• WORK TO BE COMPLETED
Transcribe the listing below line for line without any changes, leaving out the pictures.

• INPUT
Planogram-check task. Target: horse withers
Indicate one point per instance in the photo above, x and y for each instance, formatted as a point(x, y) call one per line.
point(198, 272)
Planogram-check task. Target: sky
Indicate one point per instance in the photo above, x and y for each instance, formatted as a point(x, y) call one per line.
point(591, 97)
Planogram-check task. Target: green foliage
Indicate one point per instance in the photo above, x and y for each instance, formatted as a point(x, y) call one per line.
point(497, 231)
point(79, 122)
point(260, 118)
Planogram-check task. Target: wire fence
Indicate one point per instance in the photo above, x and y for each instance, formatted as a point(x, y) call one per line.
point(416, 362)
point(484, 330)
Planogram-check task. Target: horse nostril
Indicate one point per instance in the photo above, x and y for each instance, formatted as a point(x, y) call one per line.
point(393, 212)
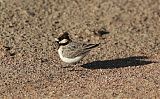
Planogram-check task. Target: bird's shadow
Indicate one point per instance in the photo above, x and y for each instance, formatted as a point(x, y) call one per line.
point(118, 63)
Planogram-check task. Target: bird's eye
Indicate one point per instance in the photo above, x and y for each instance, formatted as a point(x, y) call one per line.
point(63, 41)
point(56, 39)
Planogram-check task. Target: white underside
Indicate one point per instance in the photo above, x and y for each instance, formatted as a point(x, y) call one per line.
point(69, 60)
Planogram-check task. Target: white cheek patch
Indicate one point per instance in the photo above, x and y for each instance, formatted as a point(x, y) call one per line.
point(56, 39)
point(63, 41)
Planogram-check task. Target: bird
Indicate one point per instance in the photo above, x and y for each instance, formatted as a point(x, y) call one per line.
point(71, 51)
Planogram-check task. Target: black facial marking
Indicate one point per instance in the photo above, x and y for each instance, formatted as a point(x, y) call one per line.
point(65, 35)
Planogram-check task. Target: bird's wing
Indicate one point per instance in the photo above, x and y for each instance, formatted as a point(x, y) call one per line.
point(76, 49)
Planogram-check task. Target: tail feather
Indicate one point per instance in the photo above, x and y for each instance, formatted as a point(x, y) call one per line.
point(90, 46)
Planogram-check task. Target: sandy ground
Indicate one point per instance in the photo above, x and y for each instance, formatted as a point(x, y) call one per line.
point(125, 65)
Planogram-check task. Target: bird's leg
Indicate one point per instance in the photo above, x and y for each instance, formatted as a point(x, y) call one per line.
point(65, 65)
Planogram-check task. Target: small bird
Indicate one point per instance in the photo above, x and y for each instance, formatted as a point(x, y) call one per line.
point(70, 51)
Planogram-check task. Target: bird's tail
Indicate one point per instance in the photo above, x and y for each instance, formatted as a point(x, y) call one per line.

• TASK SOLUTION
Planogram-check task. Target: horse withers
Indicate one point per instance in the photo above, x and y for each instance, formatted as a point(x, y) call one per line.
point(198, 272)
Planogram-check task. Target: sky
Indicate one point per instance in the photo above, x and y for each instance, formatted as a point(x, y) call one per line.
point(591, 97)
Planogram-check task. Target: green foliage
Indicate one point per instance in the photo above, x and y for each instance, formatted as a point(x, y) call one per line.
point(497, 231)
point(79, 122)
point(260, 118)
Planogram-check task. Target: wire fence
Indicate one point per instance in the photo above, x and y for each instance, formatted as a point(x, y) call one per line.
point(416, 362)
point(484, 330)
Planogram-check task. Target: horse nostril
Indicate one point per instance in the photo above, x and y for each instance, formatted as a point(x, y) call one per line.
point(393, 212)
Planogram-check task. Target: bird's shadow
Indicate one point per instance in the photo above, x and y for each instance, formatted as a point(x, y) call one per line.
point(118, 63)
Planogram-check task. Target: bird's eye
Indicate one point per instance in the photo above, x and y for each instance, formatted as a point(x, y) call one per line.
point(63, 41)
point(56, 39)
Planogram-check task. Target: white underside
Indicate one point per instance in the photo above, x and y for each instance, formatted as a point(x, y) call one per line.
point(69, 60)
Planogram-check task. Target: white cheek patch
Indicate one point per instance in the photo above, x and y for each instance, formatted as a point(x, y) call one per line.
point(56, 39)
point(63, 41)
Planogram-check task. Target: bird
Indicate one point per instance in the photo above, x and y for each instance, formatted as a point(x, y) call one per line.
point(71, 51)
Planogram-check task. Target: black facial marking
Indicate one point per instance in the photo above, x and y for each instance, formatted as a point(x, y) call one per line.
point(65, 35)
Planogram-check task. Target: bird's wing
Indicate one point per instance in the photo above, x and y for each instance, formatted as a point(x, y) call one per line.
point(76, 49)
Planogram-check task. Target: tail feather
Indicate one point per instance in the photo above, x and y for each instance, formatted as a point(x, y) call one per line.
point(90, 46)
Planogram-check task. Target: sandy ground
Indicate one point per instance in the photo above, x and y for each instance, formatted as a point(x, y) call one per line.
point(125, 65)
Planogram-check task. Target: bird's leg
Indicate one point per instance in the photo above, x and y for each instance, formatted as a point(x, y) call one per line.
point(65, 65)
Planogram-check task. Target: small bird
Indicate one point per instance in the photo above, x and y for each instance, formatted as a point(x, y) call one per line.
point(70, 51)
Planogram-check task. Target: bird's tail
Indicate one point per instance in the photo above, x and y for each instance, formatted as a point(x, y) call one per line.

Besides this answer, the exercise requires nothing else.